[Box-labeled dataset extracts]
☆ ☆ ☆ ☆

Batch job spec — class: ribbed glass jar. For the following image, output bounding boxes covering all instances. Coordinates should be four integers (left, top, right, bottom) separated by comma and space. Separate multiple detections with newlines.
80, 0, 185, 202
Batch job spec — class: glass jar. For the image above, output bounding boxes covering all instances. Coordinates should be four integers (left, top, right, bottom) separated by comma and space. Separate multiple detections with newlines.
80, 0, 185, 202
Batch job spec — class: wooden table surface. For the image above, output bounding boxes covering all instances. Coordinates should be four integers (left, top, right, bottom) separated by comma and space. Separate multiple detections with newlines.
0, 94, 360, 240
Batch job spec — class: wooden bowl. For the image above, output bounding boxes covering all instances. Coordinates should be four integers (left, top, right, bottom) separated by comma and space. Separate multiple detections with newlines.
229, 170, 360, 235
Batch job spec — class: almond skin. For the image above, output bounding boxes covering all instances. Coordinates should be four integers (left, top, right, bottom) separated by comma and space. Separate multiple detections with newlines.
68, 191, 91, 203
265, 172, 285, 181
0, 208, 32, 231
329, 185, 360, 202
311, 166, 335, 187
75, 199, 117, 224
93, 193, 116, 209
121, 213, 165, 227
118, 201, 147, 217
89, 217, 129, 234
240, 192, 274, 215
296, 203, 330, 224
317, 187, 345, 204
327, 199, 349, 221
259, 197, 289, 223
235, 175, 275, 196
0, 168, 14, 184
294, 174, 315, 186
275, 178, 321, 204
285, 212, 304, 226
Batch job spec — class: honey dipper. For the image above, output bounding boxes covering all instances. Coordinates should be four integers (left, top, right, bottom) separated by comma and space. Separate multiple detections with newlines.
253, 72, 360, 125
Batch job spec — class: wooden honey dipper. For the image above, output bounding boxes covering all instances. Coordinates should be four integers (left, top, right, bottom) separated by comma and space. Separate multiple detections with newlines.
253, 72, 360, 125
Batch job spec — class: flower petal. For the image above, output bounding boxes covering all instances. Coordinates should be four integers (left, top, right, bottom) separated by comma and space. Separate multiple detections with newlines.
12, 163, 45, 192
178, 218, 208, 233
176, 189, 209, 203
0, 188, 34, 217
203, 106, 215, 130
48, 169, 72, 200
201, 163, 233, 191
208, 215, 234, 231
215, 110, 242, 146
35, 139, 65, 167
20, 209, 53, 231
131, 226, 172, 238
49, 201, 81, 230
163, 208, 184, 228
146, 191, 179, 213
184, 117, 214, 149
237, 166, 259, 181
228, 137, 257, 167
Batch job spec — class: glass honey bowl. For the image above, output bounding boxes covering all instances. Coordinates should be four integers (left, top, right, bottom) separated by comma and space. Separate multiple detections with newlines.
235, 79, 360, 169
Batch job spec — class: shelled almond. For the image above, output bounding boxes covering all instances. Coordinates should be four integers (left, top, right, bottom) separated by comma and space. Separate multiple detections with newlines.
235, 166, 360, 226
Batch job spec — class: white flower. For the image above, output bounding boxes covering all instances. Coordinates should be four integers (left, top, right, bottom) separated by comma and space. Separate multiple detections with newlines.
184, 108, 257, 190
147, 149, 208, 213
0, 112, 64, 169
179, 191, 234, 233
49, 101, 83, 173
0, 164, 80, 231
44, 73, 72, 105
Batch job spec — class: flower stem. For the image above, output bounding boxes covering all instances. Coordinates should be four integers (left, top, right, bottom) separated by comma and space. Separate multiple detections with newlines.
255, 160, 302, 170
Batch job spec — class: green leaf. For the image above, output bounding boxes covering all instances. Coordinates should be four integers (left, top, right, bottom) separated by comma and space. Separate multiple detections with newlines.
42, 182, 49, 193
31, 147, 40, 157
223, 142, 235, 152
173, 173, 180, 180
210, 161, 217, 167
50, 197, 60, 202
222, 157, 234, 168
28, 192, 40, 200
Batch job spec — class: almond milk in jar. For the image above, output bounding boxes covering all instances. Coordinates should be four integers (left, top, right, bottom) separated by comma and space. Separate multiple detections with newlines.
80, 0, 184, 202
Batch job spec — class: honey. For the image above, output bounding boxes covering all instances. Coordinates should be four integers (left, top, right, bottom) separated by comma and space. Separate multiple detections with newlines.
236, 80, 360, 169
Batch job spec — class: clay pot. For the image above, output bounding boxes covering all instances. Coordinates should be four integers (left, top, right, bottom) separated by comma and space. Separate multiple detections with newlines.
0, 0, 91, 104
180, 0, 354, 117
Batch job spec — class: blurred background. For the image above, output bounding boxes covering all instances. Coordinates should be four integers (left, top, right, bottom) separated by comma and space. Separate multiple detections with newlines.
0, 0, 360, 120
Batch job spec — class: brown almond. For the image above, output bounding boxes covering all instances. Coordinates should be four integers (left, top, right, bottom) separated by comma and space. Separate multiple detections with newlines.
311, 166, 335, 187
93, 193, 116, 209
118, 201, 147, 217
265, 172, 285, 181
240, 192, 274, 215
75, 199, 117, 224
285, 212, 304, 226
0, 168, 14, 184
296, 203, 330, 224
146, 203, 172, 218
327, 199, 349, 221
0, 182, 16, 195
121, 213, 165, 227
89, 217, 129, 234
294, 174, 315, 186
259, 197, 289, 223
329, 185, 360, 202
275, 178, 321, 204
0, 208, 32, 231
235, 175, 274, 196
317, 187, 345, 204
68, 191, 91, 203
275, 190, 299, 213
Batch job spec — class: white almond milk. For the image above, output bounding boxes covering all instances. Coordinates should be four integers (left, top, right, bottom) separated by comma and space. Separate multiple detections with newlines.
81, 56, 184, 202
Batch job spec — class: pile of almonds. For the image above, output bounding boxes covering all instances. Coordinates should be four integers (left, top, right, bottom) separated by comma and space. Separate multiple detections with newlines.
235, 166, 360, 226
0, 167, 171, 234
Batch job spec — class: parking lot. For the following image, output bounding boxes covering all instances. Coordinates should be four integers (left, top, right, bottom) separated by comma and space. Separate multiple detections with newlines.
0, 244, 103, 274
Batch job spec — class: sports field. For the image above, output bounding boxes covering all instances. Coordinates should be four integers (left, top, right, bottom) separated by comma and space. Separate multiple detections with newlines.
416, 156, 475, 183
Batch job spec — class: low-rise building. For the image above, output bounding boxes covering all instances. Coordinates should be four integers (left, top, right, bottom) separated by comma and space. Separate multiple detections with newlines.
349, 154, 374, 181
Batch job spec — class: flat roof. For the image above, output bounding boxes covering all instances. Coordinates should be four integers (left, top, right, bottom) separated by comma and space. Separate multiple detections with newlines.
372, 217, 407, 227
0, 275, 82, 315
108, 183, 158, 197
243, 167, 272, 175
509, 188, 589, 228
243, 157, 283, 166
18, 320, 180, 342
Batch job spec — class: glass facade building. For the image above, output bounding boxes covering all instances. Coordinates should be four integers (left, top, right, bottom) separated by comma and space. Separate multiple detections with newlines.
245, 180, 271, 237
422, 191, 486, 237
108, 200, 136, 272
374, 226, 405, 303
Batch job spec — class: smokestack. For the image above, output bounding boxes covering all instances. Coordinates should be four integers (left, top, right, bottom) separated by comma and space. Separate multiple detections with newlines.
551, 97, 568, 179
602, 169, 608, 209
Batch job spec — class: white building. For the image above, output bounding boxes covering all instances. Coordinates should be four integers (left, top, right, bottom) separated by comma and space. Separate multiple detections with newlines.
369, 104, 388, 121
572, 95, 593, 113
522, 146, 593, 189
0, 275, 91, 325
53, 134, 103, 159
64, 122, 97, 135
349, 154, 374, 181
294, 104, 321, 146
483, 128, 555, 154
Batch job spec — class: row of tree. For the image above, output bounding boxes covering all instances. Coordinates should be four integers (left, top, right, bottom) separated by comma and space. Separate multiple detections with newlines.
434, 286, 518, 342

☆ ☆ ☆ ☆

• **Exercise**: Repeat word for word the part of the records that starts with the line containing "Batch job spec — class: smokestack." and ends with the line containing "602, 169, 608, 209", including both of those lines.

• **Answer to this problem**:
Batch job spec — class: smokestack. For the image above, output bounding boxes covering all instances. Coordinates should be four integers (left, top, right, bottom) separated by comma and space. Separate multiple detections with newlines.
551, 97, 568, 179
602, 169, 608, 209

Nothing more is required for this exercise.